◆ The task ◆
Set out the records again, keeping every word as it is.

◆ Data for the task ◆
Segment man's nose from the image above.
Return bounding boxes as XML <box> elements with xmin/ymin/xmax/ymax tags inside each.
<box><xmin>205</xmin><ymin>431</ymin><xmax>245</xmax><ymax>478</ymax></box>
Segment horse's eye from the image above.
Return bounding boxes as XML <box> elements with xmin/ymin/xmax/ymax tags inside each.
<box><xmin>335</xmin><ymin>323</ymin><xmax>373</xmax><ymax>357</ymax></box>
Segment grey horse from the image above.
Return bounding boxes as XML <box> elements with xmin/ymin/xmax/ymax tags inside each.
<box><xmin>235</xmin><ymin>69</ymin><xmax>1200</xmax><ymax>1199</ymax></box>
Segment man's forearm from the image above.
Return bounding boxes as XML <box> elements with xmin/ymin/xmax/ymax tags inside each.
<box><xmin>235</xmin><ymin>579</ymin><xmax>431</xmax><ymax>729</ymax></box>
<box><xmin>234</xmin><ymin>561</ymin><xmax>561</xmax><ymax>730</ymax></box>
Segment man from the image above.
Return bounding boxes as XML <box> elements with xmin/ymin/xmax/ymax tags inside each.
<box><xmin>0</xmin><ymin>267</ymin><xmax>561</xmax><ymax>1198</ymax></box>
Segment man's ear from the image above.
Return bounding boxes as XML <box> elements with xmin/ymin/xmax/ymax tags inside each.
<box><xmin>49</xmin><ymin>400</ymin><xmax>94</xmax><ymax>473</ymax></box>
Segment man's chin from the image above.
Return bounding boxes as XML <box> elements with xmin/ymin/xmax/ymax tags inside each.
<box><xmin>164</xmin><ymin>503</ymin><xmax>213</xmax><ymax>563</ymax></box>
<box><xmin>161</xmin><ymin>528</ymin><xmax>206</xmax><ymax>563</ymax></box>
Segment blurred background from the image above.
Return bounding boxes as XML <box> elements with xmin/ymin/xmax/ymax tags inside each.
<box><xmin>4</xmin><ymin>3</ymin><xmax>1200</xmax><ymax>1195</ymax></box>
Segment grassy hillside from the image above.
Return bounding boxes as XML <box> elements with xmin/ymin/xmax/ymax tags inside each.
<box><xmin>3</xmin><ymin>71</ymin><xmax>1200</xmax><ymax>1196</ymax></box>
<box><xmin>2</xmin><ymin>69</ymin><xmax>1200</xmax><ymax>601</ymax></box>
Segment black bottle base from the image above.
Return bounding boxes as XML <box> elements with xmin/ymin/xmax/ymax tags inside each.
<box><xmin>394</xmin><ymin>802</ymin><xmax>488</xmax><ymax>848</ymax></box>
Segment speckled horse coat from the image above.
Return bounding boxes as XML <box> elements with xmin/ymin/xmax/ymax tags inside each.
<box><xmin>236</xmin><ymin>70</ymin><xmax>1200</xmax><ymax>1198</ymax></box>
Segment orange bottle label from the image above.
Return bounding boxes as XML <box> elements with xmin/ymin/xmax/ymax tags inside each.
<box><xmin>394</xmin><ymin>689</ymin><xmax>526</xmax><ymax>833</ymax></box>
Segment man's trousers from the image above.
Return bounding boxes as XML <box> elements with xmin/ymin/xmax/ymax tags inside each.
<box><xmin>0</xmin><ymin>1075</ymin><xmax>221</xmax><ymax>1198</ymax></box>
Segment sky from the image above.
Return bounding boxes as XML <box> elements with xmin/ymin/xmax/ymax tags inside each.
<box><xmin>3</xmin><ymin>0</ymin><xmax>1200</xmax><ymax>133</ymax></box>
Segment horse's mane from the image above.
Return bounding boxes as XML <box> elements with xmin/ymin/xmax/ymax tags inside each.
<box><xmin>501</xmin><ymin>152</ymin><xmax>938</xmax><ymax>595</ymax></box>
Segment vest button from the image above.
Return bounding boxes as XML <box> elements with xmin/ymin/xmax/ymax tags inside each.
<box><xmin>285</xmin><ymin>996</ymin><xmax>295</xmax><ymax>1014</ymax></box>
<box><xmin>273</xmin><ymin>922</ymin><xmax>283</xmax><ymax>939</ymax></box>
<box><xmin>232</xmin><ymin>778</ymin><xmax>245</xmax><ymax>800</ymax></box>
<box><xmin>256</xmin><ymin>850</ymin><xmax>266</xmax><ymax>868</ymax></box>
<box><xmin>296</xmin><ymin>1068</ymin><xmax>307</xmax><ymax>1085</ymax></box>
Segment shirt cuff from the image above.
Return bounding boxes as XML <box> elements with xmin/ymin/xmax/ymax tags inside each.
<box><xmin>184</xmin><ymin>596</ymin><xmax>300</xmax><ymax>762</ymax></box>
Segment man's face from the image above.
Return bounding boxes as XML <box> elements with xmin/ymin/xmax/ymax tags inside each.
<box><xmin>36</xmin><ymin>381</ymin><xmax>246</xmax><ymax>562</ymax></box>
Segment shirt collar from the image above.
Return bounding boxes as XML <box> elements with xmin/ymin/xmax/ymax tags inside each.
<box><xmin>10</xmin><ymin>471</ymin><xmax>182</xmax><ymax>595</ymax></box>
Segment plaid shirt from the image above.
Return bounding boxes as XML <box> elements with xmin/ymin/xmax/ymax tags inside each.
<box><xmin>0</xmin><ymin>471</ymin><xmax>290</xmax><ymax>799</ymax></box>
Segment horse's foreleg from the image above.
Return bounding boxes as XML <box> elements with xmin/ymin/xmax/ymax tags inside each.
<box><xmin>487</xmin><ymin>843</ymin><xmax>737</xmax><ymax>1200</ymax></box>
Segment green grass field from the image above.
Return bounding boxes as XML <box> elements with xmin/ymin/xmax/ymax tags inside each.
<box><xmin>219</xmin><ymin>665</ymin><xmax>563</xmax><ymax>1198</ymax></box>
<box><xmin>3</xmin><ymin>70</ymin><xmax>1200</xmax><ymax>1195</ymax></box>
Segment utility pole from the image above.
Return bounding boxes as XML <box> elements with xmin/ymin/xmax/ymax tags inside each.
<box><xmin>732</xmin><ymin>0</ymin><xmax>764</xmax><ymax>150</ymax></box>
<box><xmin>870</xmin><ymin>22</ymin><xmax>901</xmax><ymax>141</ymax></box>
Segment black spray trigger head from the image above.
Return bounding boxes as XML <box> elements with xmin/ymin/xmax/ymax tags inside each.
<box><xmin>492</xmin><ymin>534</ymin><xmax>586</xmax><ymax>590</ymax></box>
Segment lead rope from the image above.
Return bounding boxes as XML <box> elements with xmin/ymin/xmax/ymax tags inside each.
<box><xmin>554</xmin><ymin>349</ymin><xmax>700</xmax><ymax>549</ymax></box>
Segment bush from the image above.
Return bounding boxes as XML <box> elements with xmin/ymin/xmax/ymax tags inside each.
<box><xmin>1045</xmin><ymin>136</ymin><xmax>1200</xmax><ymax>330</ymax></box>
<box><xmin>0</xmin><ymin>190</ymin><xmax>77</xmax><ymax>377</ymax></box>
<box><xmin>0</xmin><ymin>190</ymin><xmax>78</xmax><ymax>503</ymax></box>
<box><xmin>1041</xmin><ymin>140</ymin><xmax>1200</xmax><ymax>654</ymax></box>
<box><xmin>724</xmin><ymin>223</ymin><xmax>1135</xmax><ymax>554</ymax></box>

◆ Response to this task ◆
Segment man's nose from the image above.
Return bounding boxes as XML <box> elements with xmin/ymin/xmax/ymax tags inside each.
<box><xmin>205</xmin><ymin>431</ymin><xmax>245</xmax><ymax>478</ymax></box>
Segment horse's eye from the image above.
Return bounding boxes as XML <box> elements with xmin/ymin/xmax/ymax tags inside each.
<box><xmin>335</xmin><ymin>323</ymin><xmax>373</xmax><ymax>357</ymax></box>
Segment grey horse from the image above.
Return bounding boxes as XML <box> elements with xmin/ymin/xmax/ymax tags inside each.
<box><xmin>235</xmin><ymin>69</ymin><xmax>1200</xmax><ymax>1199</ymax></box>
Segment man's forearm from the image above.
Return bounding boxes as XML <box> elements with xmin/ymin/xmax/ymax tags inside each.
<box><xmin>235</xmin><ymin>579</ymin><xmax>431</xmax><ymax>729</ymax></box>
<box><xmin>234</xmin><ymin>561</ymin><xmax>561</xmax><ymax>730</ymax></box>
Segment man from the image above.
Return bounding boxes as XML <box> elements with xmin/ymin/xmax/ymax tags inside each.
<box><xmin>0</xmin><ymin>267</ymin><xmax>561</xmax><ymax>1198</ymax></box>
Segment man's ear from the image above.
Return bounding boxes as XML <box> elements with xmin/ymin/xmax/ymax tags inside each.
<box><xmin>49</xmin><ymin>400</ymin><xmax>94</xmax><ymax>473</ymax></box>
Segment man's chin from the image above.
Return bounding boxes as XML <box> elements with xmin/ymin/xmax/ymax tags inside each.
<box><xmin>164</xmin><ymin>503</ymin><xmax>213</xmax><ymax>563</ymax></box>
<box><xmin>161</xmin><ymin>528</ymin><xmax>206</xmax><ymax>563</ymax></box>
Segment blurred background from the image above.
Return bounding boxes as XML <box> elements with xmin/ymin/xmax/ymax tags inside each.
<box><xmin>4</xmin><ymin>3</ymin><xmax>1200</xmax><ymax>1195</ymax></box>
Segment grassy hillside from the image above.
Return bounding boxes as XML <box> elements with xmin/ymin/xmax/ymax tags inside each.
<box><xmin>3</xmin><ymin>71</ymin><xmax>1200</xmax><ymax>1196</ymax></box>
<box><xmin>2</xmin><ymin>69</ymin><xmax>1200</xmax><ymax>601</ymax></box>
Segment black bottle base from the image above.
Return bounding boxes as XML <box> elements with xmin/ymin/xmax/ymax tags inside each.
<box><xmin>394</xmin><ymin>802</ymin><xmax>488</xmax><ymax>848</ymax></box>
Segment speckled horse coat from the image above.
Return bounding boxes as XML <box> elements with xmin/ymin/xmax/ymax tags inside each.
<box><xmin>236</xmin><ymin>70</ymin><xmax>1200</xmax><ymax>1198</ymax></box>
Segment orange bottle label from the image above.
Return bounding boxes as XML <box> elements with xmin/ymin/xmax/ymax tags inside each.
<box><xmin>394</xmin><ymin>689</ymin><xmax>526</xmax><ymax>833</ymax></box>
Segment man's trousers from the image above.
Return bounding boxes as XML <box> elements with xmin/ymin/xmax/ymax tags inside each.
<box><xmin>0</xmin><ymin>1075</ymin><xmax>221</xmax><ymax>1198</ymax></box>
Segment sky from the image above.
Return bounding boxes as XML <box> elements with xmin/ymin/xmax/ymax tags inside each.
<box><xmin>3</xmin><ymin>0</ymin><xmax>1200</xmax><ymax>133</ymax></box>
Segment horse's mane from the image above.
Return bounding boxes as XML <box> elements with xmin/ymin/xmax/ymax tags inside each.
<box><xmin>501</xmin><ymin>152</ymin><xmax>938</xmax><ymax>595</ymax></box>
Segment vest button from the image above.
Return bounding boxes as XML <box> elements with xmin/ymin/xmax/ymax tags inside each.
<box><xmin>285</xmin><ymin>996</ymin><xmax>295</xmax><ymax>1014</ymax></box>
<box><xmin>273</xmin><ymin>922</ymin><xmax>283</xmax><ymax>939</ymax></box>
<box><xmin>232</xmin><ymin>778</ymin><xmax>245</xmax><ymax>800</ymax></box>
<box><xmin>256</xmin><ymin>850</ymin><xmax>266</xmax><ymax>868</ymax></box>
<box><xmin>296</xmin><ymin>1068</ymin><xmax>307</xmax><ymax>1085</ymax></box>
Segment shirt cuff from the image above.
Return bounding boxes as XML <box> elements with xmin/ymin/xmax/ymax tags inside each.
<box><xmin>184</xmin><ymin>596</ymin><xmax>300</xmax><ymax>762</ymax></box>
Segment man's face from the image above.
Return bounding boxes as XML <box> elements with xmin/ymin/xmax/ymax tags inside each.
<box><xmin>36</xmin><ymin>381</ymin><xmax>246</xmax><ymax>562</ymax></box>
Segment shirt collar from the image above.
Return bounding boxes as XML <box> elements with xmin/ymin/xmax/ymax tags inside each.
<box><xmin>10</xmin><ymin>471</ymin><xmax>182</xmax><ymax>595</ymax></box>
Segment plaid shirt from the image above.
Return bounding boxes as XML <box> elements with xmin/ymin/xmax/ymax tags inside each.
<box><xmin>0</xmin><ymin>471</ymin><xmax>290</xmax><ymax>799</ymax></box>
Segment horse's foreleg from the image above.
Return bounding boxes as XML <box> elements with xmin/ymin/xmax/ymax tags inside each.
<box><xmin>487</xmin><ymin>843</ymin><xmax>737</xmax><ymax>1200</ymax></box>
Segment green grass field from the image above.
Return bounding boxes as XML <box> elements with xmin/ymin/xmax/ymax tags inside each.
<box><xmin>219</xmin><ymin>665</ymin><xmax>563</xmax><ymax>1198</ymax></box>
<box><xmin>3</xmin><ymin>70</ymin><xmax>1200</xmax><ymax>1195</ymax></box>
Segment utility pole from the image above.
Return bounding boxes as XML <box> elements with xmin/ymin/xmax/ymax tags inside each.
<box><xmin>732</xmin><ymin>0</ymin><xmax>764</xmax><ymax>150</ymax></box>
<box><xmin>870</xmin><ymin>22</ymin><xmax>901</xmax><ymax>141</ymax></box>
Segment black spray trigger head from the image above.
Return bounding boxes as XML <box> elements with xmin/ymin/xmax/ymax tags inside each.
<box><xmin>492</xmin><ymin>534</ymin><xmax>586</xmax><ymax>590</ymax></box>
Segment lead rope from the image above.
Return bounding boxes as XML <box> elements with xmin/ymin/xmax/ymax tags inside each.
<box><xmin>554</xmin><ymin>349</ymin><xmax>700</xmax><ymax>549</ymax></box>
Segment bush from the image above.
Return bounding boxes as XML <box> elements with xmin/ymin/xmax/ymax tags inside each.
<box><xmin>1045</xmin><ymin>136</ymin><xmax>1200</xmax><ymax>330</ymax></box>
<box><xmin>0</xmin><ymin>190</ymin><xmax>77</xmax><ymax>377</ymax></box>
<box><xmin>0</xmin><ymin>190</ymin><xmax>78</xmax><ymax>503</ymax></box>
<box><xmin>1041</xmin><ymin>140</ymin><xmax>1200</xmax><ymax>654</ymax></box>
<box><xmin>724</xmin><ymin>223</ymin><xmax>1135</xmax><ymax>554</ymax></box>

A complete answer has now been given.